Supplied records:
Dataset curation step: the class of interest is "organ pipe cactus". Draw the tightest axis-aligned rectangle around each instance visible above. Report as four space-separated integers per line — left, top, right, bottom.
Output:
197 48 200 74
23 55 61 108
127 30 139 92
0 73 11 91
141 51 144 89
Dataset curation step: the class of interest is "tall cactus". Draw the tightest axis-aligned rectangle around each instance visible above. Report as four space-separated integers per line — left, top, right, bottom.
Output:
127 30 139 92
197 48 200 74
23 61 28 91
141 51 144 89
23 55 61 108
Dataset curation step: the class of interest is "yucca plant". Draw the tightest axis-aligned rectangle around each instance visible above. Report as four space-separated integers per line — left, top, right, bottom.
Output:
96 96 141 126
...
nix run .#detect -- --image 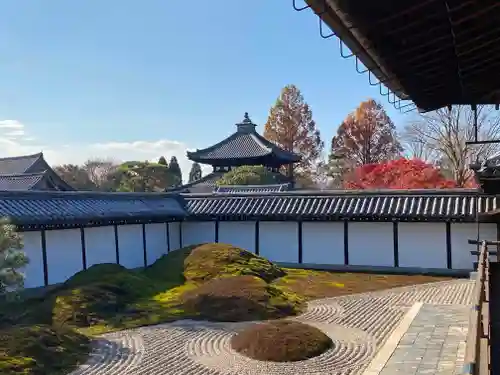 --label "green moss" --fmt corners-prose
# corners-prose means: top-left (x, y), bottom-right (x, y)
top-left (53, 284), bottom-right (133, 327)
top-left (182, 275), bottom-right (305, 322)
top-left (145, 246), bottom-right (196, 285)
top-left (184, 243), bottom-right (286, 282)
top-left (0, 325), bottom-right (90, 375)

Goal: How many lines in the records above contain the string "interest"? Case counts. Reply with the number alone.

Response for this exercise: 3